(Задание)
Повторите без единого изменения каждую строку всех пунктов, приведенных ниже.

(Исходные данные)

•••••

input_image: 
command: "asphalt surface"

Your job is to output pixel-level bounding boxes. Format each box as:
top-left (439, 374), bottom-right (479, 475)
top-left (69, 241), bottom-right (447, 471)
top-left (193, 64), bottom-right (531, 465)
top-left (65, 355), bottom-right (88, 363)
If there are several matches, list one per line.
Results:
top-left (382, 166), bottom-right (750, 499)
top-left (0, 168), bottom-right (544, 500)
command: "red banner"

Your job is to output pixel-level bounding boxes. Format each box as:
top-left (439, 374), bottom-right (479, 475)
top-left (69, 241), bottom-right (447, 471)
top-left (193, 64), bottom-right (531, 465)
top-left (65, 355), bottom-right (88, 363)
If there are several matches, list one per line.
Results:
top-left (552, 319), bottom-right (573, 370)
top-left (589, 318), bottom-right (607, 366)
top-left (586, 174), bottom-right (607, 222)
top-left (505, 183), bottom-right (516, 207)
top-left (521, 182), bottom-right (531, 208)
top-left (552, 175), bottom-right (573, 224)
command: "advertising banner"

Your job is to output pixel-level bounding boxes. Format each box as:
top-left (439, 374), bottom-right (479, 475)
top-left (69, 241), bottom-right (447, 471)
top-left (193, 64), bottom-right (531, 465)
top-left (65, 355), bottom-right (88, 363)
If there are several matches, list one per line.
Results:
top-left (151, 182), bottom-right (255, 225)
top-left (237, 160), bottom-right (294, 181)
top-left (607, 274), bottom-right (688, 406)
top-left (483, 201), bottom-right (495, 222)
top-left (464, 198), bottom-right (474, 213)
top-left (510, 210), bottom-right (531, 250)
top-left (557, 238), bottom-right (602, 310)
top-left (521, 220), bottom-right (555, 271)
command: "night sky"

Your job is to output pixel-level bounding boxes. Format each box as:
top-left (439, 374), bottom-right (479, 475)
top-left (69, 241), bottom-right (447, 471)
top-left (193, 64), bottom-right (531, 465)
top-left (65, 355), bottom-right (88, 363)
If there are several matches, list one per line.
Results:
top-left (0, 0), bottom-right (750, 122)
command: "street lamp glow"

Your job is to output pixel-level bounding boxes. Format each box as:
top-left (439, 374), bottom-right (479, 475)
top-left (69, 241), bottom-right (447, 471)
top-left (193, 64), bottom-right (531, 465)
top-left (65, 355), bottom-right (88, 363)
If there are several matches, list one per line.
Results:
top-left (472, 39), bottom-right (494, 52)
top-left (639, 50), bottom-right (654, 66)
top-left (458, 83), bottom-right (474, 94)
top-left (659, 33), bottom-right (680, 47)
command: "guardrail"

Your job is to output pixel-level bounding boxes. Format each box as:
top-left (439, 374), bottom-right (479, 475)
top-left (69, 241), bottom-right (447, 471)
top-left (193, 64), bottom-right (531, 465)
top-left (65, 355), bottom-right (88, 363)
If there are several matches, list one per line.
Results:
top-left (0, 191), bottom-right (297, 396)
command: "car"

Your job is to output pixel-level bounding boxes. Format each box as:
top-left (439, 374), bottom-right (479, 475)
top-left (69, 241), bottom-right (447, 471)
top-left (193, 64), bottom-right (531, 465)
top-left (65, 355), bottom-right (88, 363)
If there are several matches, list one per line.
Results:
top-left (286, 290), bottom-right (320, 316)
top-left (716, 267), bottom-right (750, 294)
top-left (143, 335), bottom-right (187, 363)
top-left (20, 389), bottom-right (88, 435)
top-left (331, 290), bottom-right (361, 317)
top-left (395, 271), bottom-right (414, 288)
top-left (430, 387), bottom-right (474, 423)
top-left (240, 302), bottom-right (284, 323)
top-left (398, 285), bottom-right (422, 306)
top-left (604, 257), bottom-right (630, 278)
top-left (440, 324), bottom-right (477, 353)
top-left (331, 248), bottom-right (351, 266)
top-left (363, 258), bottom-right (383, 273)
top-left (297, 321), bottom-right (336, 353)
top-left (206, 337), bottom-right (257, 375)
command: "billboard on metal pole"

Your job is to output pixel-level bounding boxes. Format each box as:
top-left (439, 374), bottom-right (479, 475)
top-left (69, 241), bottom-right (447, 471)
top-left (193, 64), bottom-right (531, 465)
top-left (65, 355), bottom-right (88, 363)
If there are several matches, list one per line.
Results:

•••••

(Решение задания)
input_image: 
command: "asphalt surface"

Your job is to output pixel-level bounding boxes. Format each box as:
top-left (439, 374), bottom-right (479, 475)
top-left (69, 241), bottom-right (447, 471)
top-left (193, 64), bottom-right (531, 465)
top-left (65, 355), bottom-right (88, 363)
If there are several matches, list one per line.
Results:
top-left (382, 166), bottom-right (750, 499)
top-left (0, 168), bottom-right (544, 500)
command: "red banner"

Your job is to output pixel-level bounding boxes. Format each box as:
top-left (439, 374), bottom-right (479, 475)
top-left (69, 241), bottom-right (447, 471)
top-left (193, 64), bottom-right (531, 465)
top-left (65, 355), bottom-right (88, 363)
If there are several matches, list one per line.
Results:
top-left (552, 319), bottom-right (573, 370)
top-left (589, 318), bottom-right (607, 366)
top-left (586, 174), bottom-right (607, 222)
top-left (505, 183), bottom-right (516, 207)
top-left (521, 182), bottom-right (531, 208)
top-left (552, 175), bottom-right (573, 224)
command: "advertising banner"

Your job is to output pixel-level bounding boxes. Format each box as:
top-left (439, 374), bottom-right (479, 475)
top-left (69, 241), bottom-right (447, 471)
top-left (193, 64), bottom-right (531, 465)
top-left (65, 355), bottom-right (88, 363)
If there are several matches, list one per line.
Results:
top-left (151, 182), bottom-right (255, 225)
top-left (237, 160), bottom-right (294, 181)
top-left (607, 274), bottom-right (688, 406)
top-left (483, 201), bottom-right (495, 222)
top-left (464, 198), bottom-right (474, 213)
top-left (510, 210), bottom-right (531, 250)
top-left (557, 238), bottom-right (602, 310)
top-left (521, 220), bottom-right (555, 271)
command: "night sky"

Your job is to output pixel-level bounding boxes. Format each box as:
top-left (439, 374), bottom-right (479, 475)
top-left (69, 241), bottom-right (447, 471)
top-left (193, 64), bottom-right (531, 465)
top-left (65, 355), bottom-right (88, 363)
If there are several matches, list one per line.
Results:
top-left (0, 0), bottom-right (750, 122)
command: "street lamp glow"

Your job is to output pixel-level bounding boxes. Format each box as:
top-left (439, 374), bottom-right (479, 475)
top-left (69, 241), bottom-right (447, 471)
top-left (193, 64), bottom-right (531, 465)
top-left (65, 355), bottom-right (88, 363)
If there are several matches, list one per line.
Results:
top-left (472, 39), bottom-right (494, 52)
top-left (639, 50), bottom-right (654, 66)
top-left (458, 83), bottom-right (474, 94)
top-left (659, 33), bottom-right (680, 47)
command: "guardrail"

Your job is to output pixel-level bounding boxes. Format each box as:
top-left (439, 374), bottom-right (479, 475)
top-left (69, 241), bottom-right (447, 471)
top-left (193, 64), bottom-right (531, 465)
top-left (65, 355), bottom-right (88, 363)
If there are several matches, list one per line.
Results:
top-left (0, 191), bottom-right (297, 396)
command: "car"

Your job is to output pixel-level bounding boxes. Format each box as:
top-left (439, 374), bottom-right (479, 475)
top-left (69, 241), bottom-right (447, 471)
top-left (193, 64), bottom-right (531, 465)
top-left (65, 355), bottom-right (88, 363)
If there are several matches, list one per line.
Results:
top-left (286, 290), bottom-right (320, 316)
top-left (716, 267), bottom-right (750, 294)
top-left (143, 335), bottom-right (187, 363)
top-left (20, 389), bottom-right (88, 435)
top-left (331, 290), bottom-right (361, 317)
top-left (395, 271), bottom-right (414, 288)
top-left (430, 387), bottom-right (474, 423)
top-left (240, 302), bottom-right (284, 323)
top-left (398, 285), bottom-right (422, 306)
top-left (604, 257), bottom-right (630, 278)
top-left (440, 324), bottom-right (477, 353)
top-left (331, 248), bottom-right (351, 266)
top-left (363, 258), bottom-right (383, 273)
top-left (297, 321), bottom-right (336, 353)
top-left (206, 337), bottom-right (257, 375)
command: "billboard on metal pole"

Your job is to output pixel-level bounding boxes. Format each box as:
top-left (439, 374), bottom-right (479, 475)
top-left (69, 241), bottom-right (447, 471)
top-left (193, 64), bottom-right (531, 465)
top-left (65, 355), bottom-right (88, 363)
If there are several matches, list one per line.
Results:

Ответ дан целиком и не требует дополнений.